═══ Sayfa Alıntısı
BİRAZ AYDINLIK

Mert MAPOLAR, C.Ht.
mertmapolar@gmail.com
Mert MAPOLAR, C.Ht.

İleriye bakma zamanı!

Yayın Tarihi: 30/10/20 07:00
okuma süresi: 8 dak.

Her toplumun ve kişinin bir geçmişi vardır; bununla birlikte bir de geçmiş alışkanlığı ve bağımlılık ilişkisi... Bu etkileşim ile, kişiler ve toplumlar kendilerini ya ileriye götürürler ya da yenilenmeden, geleceği hiç görmeden, sürekli geçmişte yaşarlar!

Yaşanılan olayların tümü bir dosya şeklinde kişilerin ve toplumun hafızasında, yoğun duygusal izler bırakarak yaşamayı sürdürür... İzlerin derinliğine göre bu anılar, ya kişileri ve toplumları idare eder ya da kişiler ve toplumlar bu anıları kontrol eder... Çoğu zaman hayatta acı çekenler işte o geçmişi kontrol edemeyip de geçmişlerinin esaretinde yaşayan kişiler ve toplumlar oluyor... Kişiler her ne yaşıyorsa, toplumlar da aynı şeyleri yaşarlar... O nedenle "ileriye bakma zamanı!" konusu bireyler için de, toplumlar için de aynı şeyi ifade eder!
══════
§ **Talimat**: Lütfen köşe yazısının "BİRAZ AYDINLIK" sözleriyle başlayıp aşağıya doğru "sürekli geçmişte yaşarlar!" sözleriyle biten kısmının tamamını hiç değiştirmeden yineleyin.
═══ Sağlanan Bilgiler
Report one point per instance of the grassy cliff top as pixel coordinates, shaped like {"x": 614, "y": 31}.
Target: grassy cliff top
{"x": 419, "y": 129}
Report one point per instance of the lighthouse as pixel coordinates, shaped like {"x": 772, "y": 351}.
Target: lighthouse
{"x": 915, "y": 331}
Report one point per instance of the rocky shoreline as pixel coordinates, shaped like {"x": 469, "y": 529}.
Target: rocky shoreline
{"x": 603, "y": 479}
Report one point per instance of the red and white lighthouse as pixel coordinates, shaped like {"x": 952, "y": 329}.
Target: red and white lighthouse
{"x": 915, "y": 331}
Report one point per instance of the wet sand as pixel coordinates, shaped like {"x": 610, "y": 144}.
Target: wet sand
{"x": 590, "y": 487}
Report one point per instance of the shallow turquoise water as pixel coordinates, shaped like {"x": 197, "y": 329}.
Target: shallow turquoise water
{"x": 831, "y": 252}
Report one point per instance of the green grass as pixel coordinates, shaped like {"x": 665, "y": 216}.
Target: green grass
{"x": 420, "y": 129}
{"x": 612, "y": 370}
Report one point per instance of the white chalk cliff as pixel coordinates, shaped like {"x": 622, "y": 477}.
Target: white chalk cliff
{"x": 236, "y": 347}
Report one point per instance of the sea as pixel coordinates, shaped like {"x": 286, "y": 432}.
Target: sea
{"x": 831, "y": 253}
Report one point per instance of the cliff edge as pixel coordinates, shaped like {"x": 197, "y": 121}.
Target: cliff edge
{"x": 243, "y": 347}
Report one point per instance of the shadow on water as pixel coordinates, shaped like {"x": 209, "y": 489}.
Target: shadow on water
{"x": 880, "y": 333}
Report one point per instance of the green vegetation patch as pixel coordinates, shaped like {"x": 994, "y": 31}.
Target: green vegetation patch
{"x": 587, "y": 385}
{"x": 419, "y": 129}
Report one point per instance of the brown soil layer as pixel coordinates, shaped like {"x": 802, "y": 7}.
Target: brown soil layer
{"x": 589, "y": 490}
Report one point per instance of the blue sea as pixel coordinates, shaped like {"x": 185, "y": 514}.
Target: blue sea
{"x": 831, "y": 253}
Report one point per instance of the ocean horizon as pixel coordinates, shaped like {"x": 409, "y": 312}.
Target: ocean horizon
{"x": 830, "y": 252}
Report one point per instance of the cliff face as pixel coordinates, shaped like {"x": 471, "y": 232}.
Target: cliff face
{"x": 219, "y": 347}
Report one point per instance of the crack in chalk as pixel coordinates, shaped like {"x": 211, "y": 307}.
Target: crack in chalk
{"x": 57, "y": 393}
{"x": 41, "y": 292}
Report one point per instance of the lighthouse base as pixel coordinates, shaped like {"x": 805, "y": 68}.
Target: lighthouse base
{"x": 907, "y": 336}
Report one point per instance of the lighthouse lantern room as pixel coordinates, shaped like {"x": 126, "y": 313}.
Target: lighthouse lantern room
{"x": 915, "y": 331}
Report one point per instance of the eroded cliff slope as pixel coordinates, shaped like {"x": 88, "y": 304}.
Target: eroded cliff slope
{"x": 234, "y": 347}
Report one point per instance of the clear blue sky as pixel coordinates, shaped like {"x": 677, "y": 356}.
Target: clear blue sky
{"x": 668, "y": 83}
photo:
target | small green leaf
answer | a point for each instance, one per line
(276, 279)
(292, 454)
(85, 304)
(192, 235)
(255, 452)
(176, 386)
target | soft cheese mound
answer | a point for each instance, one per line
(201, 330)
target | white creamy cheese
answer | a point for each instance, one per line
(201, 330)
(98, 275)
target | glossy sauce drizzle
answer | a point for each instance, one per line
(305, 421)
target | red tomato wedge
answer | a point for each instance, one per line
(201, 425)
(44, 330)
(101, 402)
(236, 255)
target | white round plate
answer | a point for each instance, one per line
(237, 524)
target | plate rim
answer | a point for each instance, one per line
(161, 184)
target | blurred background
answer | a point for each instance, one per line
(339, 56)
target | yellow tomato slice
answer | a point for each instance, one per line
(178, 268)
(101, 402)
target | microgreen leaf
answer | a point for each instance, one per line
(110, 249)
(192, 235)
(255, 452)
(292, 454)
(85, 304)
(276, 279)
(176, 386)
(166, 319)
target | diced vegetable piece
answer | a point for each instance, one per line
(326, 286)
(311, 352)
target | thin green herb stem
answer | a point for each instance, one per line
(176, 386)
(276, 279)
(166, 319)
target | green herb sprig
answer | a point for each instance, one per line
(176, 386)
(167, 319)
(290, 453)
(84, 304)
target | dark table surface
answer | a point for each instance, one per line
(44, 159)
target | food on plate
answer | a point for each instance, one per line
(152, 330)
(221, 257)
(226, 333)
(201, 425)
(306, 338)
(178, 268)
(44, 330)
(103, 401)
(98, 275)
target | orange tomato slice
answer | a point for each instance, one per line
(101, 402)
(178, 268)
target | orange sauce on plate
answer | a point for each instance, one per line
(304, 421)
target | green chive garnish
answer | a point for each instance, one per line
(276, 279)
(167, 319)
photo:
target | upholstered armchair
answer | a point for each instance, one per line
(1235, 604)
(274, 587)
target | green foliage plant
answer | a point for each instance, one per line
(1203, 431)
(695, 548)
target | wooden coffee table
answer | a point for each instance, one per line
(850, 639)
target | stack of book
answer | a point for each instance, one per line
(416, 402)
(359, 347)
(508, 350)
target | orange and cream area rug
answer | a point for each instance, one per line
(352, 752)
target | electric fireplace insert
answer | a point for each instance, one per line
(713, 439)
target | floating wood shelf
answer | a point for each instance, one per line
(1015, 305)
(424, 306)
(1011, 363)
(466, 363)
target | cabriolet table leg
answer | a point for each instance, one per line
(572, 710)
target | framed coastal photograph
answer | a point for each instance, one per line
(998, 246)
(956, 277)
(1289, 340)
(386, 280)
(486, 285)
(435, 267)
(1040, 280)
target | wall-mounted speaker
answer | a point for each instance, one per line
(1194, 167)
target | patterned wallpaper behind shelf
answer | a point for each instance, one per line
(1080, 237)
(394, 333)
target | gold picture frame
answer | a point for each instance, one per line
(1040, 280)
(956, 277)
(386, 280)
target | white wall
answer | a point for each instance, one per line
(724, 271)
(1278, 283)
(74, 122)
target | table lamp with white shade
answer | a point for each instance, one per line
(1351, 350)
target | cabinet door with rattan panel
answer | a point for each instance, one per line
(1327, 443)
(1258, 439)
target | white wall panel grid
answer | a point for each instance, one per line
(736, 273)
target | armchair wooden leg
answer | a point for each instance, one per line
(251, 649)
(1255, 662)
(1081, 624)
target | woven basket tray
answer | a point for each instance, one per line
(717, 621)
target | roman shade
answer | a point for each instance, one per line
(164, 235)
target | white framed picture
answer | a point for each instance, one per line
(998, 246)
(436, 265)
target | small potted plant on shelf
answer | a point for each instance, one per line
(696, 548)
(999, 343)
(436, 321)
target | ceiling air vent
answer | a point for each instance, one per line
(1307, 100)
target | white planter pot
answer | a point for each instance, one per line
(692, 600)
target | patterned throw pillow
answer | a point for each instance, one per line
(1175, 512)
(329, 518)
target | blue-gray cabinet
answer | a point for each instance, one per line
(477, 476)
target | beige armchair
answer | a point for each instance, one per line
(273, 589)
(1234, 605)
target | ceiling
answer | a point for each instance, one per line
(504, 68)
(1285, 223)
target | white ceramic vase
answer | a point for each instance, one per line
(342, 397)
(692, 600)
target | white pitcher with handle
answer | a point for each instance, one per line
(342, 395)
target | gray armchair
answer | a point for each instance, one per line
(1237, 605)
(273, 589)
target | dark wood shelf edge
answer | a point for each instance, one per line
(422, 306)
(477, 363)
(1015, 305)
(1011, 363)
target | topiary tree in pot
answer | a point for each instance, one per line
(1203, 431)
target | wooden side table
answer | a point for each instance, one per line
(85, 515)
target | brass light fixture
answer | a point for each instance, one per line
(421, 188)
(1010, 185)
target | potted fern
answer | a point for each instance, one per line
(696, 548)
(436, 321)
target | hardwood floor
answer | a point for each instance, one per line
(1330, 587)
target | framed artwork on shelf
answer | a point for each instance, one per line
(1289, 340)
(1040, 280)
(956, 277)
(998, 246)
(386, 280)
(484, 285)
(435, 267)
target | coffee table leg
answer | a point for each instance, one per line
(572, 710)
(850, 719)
══════
§ **Eksiksiz Yanıt**:
BİRAZ AYDINLIK

Mert MAPOLAR, C.Ht.
mertmapolar@gmail.com
Mert MAPOLAR, C.Ht.

İleriye bakma zamanı!

Yayın Tarihi: 30/10/20 07:00
okuma süresi: 8 dak.

Her toplumun ve kişinin bir geçmişi vardır; bununla birlikte bir de geçmiş alışkanlığı ve bağımlılık ilişkisi... Bu etkileşim ile, kişiler ve toplumlar kendilerini ya ileriye götürürler ya da yenilenmeden, geleceği hiç görmeden, sürekli geçmişte yaşarlar!